What to produce – Copy out the following lines of material without any changes.

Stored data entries
:::::
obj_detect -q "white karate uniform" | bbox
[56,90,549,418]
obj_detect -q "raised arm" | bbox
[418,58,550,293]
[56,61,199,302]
:::::
Finished exercise –
obj_detect -q "white karate uniform" | bbox
[56,90,549,418]
obj_detect -q "raised arm" | bbox
[418,58,550,293]
[56,61,199,302]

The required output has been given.